#### Records for processing ####

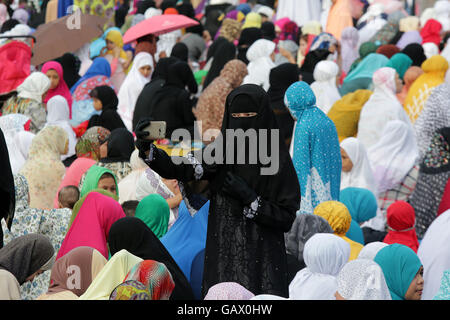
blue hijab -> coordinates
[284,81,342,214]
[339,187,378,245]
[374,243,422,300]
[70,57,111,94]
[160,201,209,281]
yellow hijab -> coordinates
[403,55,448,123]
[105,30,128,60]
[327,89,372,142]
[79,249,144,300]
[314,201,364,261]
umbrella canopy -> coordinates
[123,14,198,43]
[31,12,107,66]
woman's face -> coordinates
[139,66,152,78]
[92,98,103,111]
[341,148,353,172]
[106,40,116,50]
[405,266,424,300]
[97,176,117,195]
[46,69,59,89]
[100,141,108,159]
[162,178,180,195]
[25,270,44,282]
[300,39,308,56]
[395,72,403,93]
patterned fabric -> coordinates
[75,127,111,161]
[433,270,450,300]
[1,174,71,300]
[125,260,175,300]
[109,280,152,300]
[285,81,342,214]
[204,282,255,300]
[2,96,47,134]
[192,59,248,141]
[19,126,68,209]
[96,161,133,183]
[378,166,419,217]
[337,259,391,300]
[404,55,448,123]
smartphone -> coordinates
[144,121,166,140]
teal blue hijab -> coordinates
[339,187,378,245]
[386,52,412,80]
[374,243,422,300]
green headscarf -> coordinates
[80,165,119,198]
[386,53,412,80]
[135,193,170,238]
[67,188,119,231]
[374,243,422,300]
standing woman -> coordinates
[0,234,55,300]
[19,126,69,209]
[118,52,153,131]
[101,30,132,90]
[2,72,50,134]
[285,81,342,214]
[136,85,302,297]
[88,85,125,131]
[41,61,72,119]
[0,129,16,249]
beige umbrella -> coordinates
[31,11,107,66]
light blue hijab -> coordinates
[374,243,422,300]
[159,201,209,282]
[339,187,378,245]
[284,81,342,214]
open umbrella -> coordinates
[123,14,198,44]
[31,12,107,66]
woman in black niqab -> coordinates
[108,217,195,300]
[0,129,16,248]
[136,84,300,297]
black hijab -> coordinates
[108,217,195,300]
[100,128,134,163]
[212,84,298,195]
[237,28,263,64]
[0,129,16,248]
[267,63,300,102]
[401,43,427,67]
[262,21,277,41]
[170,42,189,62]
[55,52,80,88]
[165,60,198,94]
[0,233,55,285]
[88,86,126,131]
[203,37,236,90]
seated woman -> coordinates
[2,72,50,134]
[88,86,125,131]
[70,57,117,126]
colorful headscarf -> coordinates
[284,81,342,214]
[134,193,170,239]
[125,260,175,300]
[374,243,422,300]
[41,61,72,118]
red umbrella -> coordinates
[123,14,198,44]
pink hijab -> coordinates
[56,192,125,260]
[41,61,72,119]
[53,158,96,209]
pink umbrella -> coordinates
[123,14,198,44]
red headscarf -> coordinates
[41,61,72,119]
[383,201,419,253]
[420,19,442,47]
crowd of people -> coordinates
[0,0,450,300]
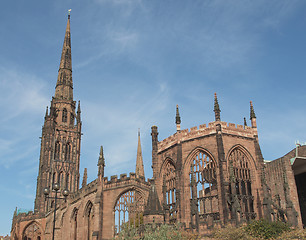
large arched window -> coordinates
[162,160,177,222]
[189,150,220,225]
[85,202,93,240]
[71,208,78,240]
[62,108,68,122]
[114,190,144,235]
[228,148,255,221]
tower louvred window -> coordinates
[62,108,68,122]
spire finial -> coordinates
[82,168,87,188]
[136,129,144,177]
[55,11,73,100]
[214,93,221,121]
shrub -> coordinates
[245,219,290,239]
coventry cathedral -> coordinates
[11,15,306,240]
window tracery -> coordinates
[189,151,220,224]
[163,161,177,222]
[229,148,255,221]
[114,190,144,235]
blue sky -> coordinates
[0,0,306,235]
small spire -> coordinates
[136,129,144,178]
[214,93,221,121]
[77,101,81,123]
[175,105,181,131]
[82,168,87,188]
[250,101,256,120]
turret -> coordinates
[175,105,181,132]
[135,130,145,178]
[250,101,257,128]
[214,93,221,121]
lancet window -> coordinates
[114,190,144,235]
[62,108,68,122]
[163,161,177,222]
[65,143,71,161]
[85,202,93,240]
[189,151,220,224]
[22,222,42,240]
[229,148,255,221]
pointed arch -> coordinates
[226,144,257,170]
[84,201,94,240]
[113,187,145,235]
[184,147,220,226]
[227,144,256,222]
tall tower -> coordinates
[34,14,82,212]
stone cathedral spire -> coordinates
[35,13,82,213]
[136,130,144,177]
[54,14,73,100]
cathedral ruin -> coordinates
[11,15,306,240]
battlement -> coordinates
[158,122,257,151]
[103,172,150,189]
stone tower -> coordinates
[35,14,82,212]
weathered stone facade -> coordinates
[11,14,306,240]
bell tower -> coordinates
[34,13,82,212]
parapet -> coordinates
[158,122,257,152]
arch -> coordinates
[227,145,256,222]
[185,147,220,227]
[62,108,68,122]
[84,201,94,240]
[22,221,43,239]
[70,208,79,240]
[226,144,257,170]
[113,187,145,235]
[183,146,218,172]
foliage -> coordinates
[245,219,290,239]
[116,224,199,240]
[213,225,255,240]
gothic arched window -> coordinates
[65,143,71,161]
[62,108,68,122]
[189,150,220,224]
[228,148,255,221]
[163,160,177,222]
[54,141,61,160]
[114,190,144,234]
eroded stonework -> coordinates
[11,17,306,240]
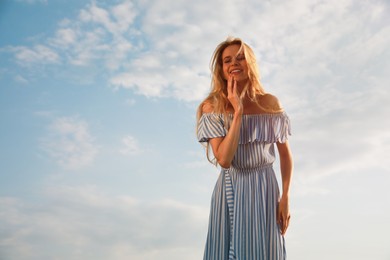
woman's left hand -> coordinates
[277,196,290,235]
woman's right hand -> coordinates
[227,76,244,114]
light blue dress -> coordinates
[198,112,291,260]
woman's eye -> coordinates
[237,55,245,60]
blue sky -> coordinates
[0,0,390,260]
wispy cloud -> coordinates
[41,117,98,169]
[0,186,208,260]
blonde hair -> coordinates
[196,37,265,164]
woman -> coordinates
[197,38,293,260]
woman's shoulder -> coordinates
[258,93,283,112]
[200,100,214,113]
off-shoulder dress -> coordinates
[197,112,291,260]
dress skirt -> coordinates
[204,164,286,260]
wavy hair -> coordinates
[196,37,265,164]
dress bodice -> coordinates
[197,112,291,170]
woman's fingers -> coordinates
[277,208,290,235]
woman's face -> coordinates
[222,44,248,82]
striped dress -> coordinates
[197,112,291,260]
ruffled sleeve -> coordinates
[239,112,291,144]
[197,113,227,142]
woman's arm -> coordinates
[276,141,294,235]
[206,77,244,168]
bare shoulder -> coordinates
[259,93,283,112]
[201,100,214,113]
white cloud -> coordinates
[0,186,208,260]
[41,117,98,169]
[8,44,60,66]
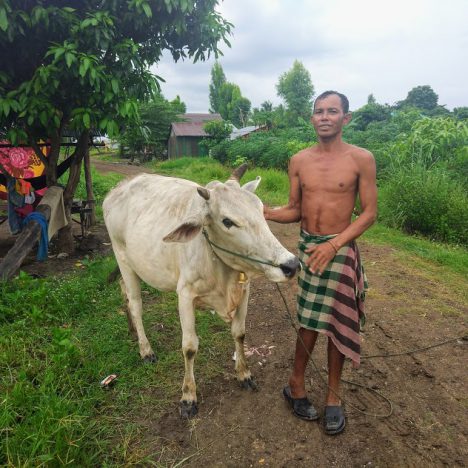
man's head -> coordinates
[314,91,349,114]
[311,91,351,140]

####

### Given request
Write out all of the items again, replacing "hijab" with "head covering" everywhere and changing nothing else. Leave out the pictures.

### Result below
blue head covering -> coordinates
[284,81,342,214]
[339,187,378,245]
[374,243,422,300]
[70,57,111,94]
[160,201,209,281]
yellow head covering -> coordinates
[403,55,448,123]
[105,30,128,60]
[327,89,372,142]
[79,249,144,300]
[314,201,364,261]
umbrella canopy -> coordinates
[123,14,198,43]
[31,12,107,66]
woman's face -> coordinates
[139,66,152,78]
[92,98,103,111]
[341,148,353,172]
[106,40,116,50]
[405,266,424,300]
[97,176,117,195]
[46,69,59,89]
[100,141,108,159]
[162,178,180,195]
[25,270,44,282]
[300,39,308,56]
[395,72,403,93]
patterned fabric -> coordinates
[75,127,111,161]
[433,270,450,300]
[1,174,71,300]
[125,260,175,300]
[109,280,152,300]
[285,81,342,214]
[204,282,255,300]
[2,96,47,134]
[192,59,248,141]
[19,126,68,209]
[96,161,133,183]
[378,166,419,217]
[337,259,391,300]
[404,55,448,123]
smartphone -> coordinates
[144,121,166,140]
teal blue head covering -> coordinates
[339,187,378,245]
[386,52,412,80]
[374,243,422,300]
green headscarf -> coordinates
[80,165,119,198]
[386,53,412,80]
[135,193,170,238]
[67,188,119,231]
[374,243,422,300]
standing woman -> coordinates
[0,234,55,300]
[19,126,69,209]
[118,52,153,131]
[101,30,132,90]
[2,72,50,134]
[285,81,342,214]
[136,85,302,297]
[88,85,125,131]
[41,61,72,119]
[0,129,16,249]
beige umbrella -> coordinates
[31,11,107,66]
light blue head covering -> coordinates
[374,243,422,300]
[159,201,209,282]
[339,187,378,245]
[284,81,342,214]
open umbrella -> coordinates
[123,14,198,44]
[31,12,107,66]
woman in black niqab -> coordinates
[108,217,195,300]
[0,129,16,248]
[136,84,300,297]
black head covering -> coordinates
[108,217,195,300]
[100,128,134,163]
[212,84,298,195]
[237,28,263,64]
[0,129,16,248]
[267,63,300,102]
[401,43,427,67]
[262,21,277,41]
[170,42,189,62]
[55,52,80,88]
[165,60,198,94]
[0,233,55,285]
[88,86,126,131]
[203,37,236,90]
seated woman -> coordinates
[2,72,50,134]
[88,86,125,131]
[70,57,117,126]
colorful headscarf -> coordinates
[284,81,342,214]
[134,193,170,239]
[125,260,175,300]
[374,243,422,300]
[41,61,72,118]
red umbrella -> coordinates
[123,14,198,44]
pink head covering -> coordinates
[56,192,125,260]
[41,61,72,119]
[53,158,96,209]
pink umbrella -> coordinates
[123,14,198,44]
red headscarf -> coordinates
[41,61,72,119]
[383,201,419,253]
[420,19,442,47]
crowd of people -> coordinates
[0,0,450,300]
large arched window -> coordinates
[162,160,177,222]
[189,150,220,225]
[85,202,93,240]
[71,208,78,240]
[62,108,68,122]
[114,190,144,235]
[228,148,255,221]
tower louvred window -> coordinates
[62,108,68,122]
spire finial -> coordinates
[82,168,87,188]
[136,129,144,177]
[55,11,73,100]
[214,93,221,121]
shrub -> coordinates
[245,219,290,239]
coventry cathedral -> coordinates
[11,15,306,240]
window tracery -> coordinates
[189,151,220,224]
[163,161,177,222]
[229,148,255,221]
[114,190,144,235]
blue sky -> coordinates
[0,0,306,235]
small spire -> coordinates
[136,129,144,178]
[214,93,221,121]
[77,101,81,123]
[175,105,181,131]
[82,168,87,188]
[250,101,256,120]
turret -> coordinates
[175,105,181,132]
[135,130,145,178]
[250,101,257,128]
[214,93,221,121]
lancet window -> coordinates
[114,190,144,235]
[62,108,68,122]
[163,161,177,222]
[65,143,71,161]
[85,202,93,240]
[189,151,220,224]
[22,222,42,240]
[229,148,255,221]
pointed arch -> coordinates
[226,144,257,170]
[84,201,94,240]
[113,187,145,235]
[184,147,220,226]
[227,144,256,222]
tall tower -> coordinates
[34,14,82,212]
stone cathedral spire -> coordinates
[35,13,82,213]
[136,130,144,177]
[54,14,73,100]
cathedral ruin -> coordinates
[11,15,306,240]
battlement -> coordinates
[158,122,257,151]
[103,172,150,189]
stone tower -> coordinates
[35,14,82,212]
weathered stone facade -> coordinates
[11,14,306,240]
bell tower -> coordinates
[34,13,82,212]
parapet -> coordinates
[158,122,257,152]
arch -> coordinates
[227,145,256,222]
[185,147,220,227]
[62,108,68,122]
[84,201,94,240]
[22,221,43,239]
[70,208,79,240]
[226,144,257,170]
[113,187,145,235]
[183,146,218,172]
foliage -> coordinates
[245,219,290,239]
[116,224,199,240]
[213,225,255,240]
gothic arched window -> coordinates
[65,143,71,161]
[62,108,68,122]
[189,150,220,224]
[228,148,255,221]
[163,160,177,222]
[54,141,61,160]
[114,190,144,234]
eroded stonework -> coordinates
[11,17,306,240]
woman's left hand -> coordinates
[277,196,290,235]
woman's right hand -> coordinates
[227,76,244,114]
light blue dress -> coordinates
[198,112,291,260]
woman's eye -> coordinates
[237,55,245,60]
blue sky -> coordinates
[0,0,390,260]
wispy cloud -> coordinates
[41,117,98,169]
[0,186,208,260]
blonde hair -> coordinates
[196,37,265,164]
woman -> coordinates
[197,38,293,260]
woman's shoulder -> coordinates
[258,93,283,112]
[200,100,214,113]
off-shoulder dress -> coordinates
[197,112,291,260]
dress skirt -> coordinates
[204,164,286,260]
wavy hair -> coordinates
[196,37,265,164]
dress bodice -> coordinates
[197,112,291,170]
woman's fingers -> coordinates
[277,208,290,235]
woman's face -> coordinates
[222,44,248,82]
striped dress -> coordinates
[197,112,291,260]
ruffled sleeve -> coordinates
[239,112,291,144]
[197,113,227,142]
woman's arm -> coordinates
[276,141,294,235]
[206,77,244,168]
bare shoulder -> coordinates
[259,93,283,112]
[201,100,214,113]
white cloud -> coordinates
[0,186,208,260]
[41,117,98,169]
[8,44,60,66]
man's head -> coordinates
[314,91,349,114]
[311,91,351,140]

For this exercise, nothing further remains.